→ **What to produce**:
Write a continuation of the passage on nuptial imagery and spousal union with Christ, starting after its final sentence.

→ **Given passage**:
=== Begin Enclosure ===
Nuptial, or marriage, imagery is an ancient figure of speech used to illustrate the relationship between God and His people. The Old Testament prophets use it in this way. St. John the Baptist calls himself the herald of the Bridegroom, and St. John the Evangelist talks about the Lamb and Bride, while St. Paul uses it to describe the relationship between Christ and the Church, the People of God. And, Jesus uses nuptial imagery in speaking of Himself as the Bridegroom of the Church.

This all points to the fact that the relationship between God and His people, between Christ and us, is understood - better yet, is experienced - as a deepening, life-giving, intimate relationship of love, support, and personal growth. This is the basis for our understanding of the marriage relationship.

Many mystics, both male and female, have experienced and described their relationship with Christ as a spousal relationship. The Church has described the relationship, not only of consecrated women, but also of the (male) priest to Christ as one of marriage.

This marriage relationship with Christ is a relationship that is open to all people, irrespective of gender. As a man, I am called to be the spouse of Christ. Christ calls me to be His spouse, to have an intimate relationship of love with Him. The spousal relationship with Christ, therefore, is not limited by one’s gender, by biology, by the physical.

I can hear some objecting by saying that, of course, this is true because it is not a physical relationship, but rather a spiritual relationship. This argument separates the physical and the spiritual. Yet, the teaching of the Church, elaborated by early Church Fathers, sees in the human person a unity of the physical and the spiritual, as they do in Christ. The spiritual and the physical enhance one another as a unity.
We cannot get around the fact that our relationship of love with Christ includes all of who we are, physical and spiritual. This includes our sexual orientation as an inherent facet of who we are as persons. I relate to Christ as a Gay man. Christ calls me to a spousal relationship with him as a Gay man. Christ does not call me to Him as a man who happens to be Gay, or as some Churches teach, as a person “with homosexual tendencies”. I am not a person “with homosexual tendencies”; rather, I am a homosexual. It is as such that Christ calls me into His loving arms, to be evermore fully who God has created me to be.

Our understanding of Marriage as a Sacrament of Christ should be based and reflect our understanding of being called into spousal relationship “through Him, with Him, and in Him”. Just as Christ calls each and every one of us to a deepening, life-giving, intimate spousal relationship of love, support, and personal growth, so that we become one with Him, so also does Marriage in Christ, as a Sacrament of Christ, call two people to become one irrespective of sexual orientation.
=== End Enclosure ===
→ **Listed records**:
=== Begin Enclosure ===
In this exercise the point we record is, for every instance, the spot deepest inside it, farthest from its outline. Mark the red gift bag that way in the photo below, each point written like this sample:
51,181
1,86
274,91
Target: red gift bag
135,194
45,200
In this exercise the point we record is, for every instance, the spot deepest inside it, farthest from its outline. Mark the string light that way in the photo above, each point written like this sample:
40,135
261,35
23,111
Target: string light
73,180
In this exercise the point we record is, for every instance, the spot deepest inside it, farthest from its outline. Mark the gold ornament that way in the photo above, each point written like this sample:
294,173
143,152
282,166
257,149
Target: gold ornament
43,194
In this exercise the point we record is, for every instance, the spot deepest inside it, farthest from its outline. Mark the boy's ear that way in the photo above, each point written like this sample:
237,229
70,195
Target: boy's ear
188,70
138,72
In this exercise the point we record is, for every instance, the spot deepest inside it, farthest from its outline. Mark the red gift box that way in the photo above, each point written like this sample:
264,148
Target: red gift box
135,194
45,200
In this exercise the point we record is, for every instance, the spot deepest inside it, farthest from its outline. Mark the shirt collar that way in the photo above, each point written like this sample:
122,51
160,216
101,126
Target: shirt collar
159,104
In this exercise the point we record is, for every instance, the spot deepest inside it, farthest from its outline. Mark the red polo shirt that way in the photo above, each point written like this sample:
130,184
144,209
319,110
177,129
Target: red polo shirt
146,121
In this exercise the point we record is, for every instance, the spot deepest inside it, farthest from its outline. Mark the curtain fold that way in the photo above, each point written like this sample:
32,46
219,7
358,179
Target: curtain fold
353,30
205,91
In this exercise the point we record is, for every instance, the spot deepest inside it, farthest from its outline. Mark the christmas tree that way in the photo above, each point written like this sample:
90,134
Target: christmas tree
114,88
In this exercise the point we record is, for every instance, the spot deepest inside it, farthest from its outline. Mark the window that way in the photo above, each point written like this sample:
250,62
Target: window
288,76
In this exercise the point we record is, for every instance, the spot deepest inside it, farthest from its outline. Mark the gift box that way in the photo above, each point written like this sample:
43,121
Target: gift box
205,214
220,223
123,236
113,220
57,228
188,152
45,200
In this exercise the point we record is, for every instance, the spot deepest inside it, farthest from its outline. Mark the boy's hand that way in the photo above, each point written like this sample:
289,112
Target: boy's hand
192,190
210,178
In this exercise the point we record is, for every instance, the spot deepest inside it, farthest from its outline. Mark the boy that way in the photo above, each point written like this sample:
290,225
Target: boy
=== End Enclosure ===
→ **Answer section**:
Believing that different sexual orientations are inherent to God’s creative plan, we believe that God desires for His love to be imaged and realized in same-sex spousal relationships.

The call to the vocation of Marriage in Christ is not limited by sexual orientation. The Sacrament of Marriage, modelled on the relationship of Christ with His Church, is a life-giving union of love, support and mutual respect to which every individual may be called irrespective of their sexual orientation. God has placed in each one of us the desire and capacity to love and be loved, and to love and be loved in an intimate way in a marital relationship. This God-given desire brings together both body and spirit; it is both a physical and a spiritual reality. It is not a desire which God means to be limited to heterosexuals.

The Mass today calls us to be saved by Christ. In the Introit, we hear Christ tell us: “I am your salvation.” In the Epistle, St. Paul tells us to "Put on the new man which has been created in justice and holiness of truth" (Eph.4:24). The "new man" is the person who is clothed in the garment of grace, as Jesus explains in His parable of the Marriage Feast. This most important task of our life is to become the spouse of Christ.
How do we do so? St. Paul tells us that it happens through love of truth, love of neighbour and love of justice. In our lives, we must constantly seek the truth as presented to us by Christ, we must constantly be of service to others, especially the most in need, and we must constantly seek justice, both on a personal level and on a collective level.
​
On this Mission Sunday, we recall that our mission as a Church is to witness to the infinite love of God for all His people, including His LGBTQ children. We seek to do so in the truth of Christ, serving our neighbour by seeking God’s justice. We do so in all humility, trusting on sanctifying grace given us by the Sacraments, including the Sacrament of Marriage. In doing so, we may likely find ourselves at odds with others. On some issues, we will find ourselves at odds with prevailing attitudes in the political and social worlds which are not based on a Christ-centric position. On the issue of Marriage, we find ourselves at odds with some in the Church world. This may well be the sacrifice imposed on us for seeking to be a faithful spouse of Christ.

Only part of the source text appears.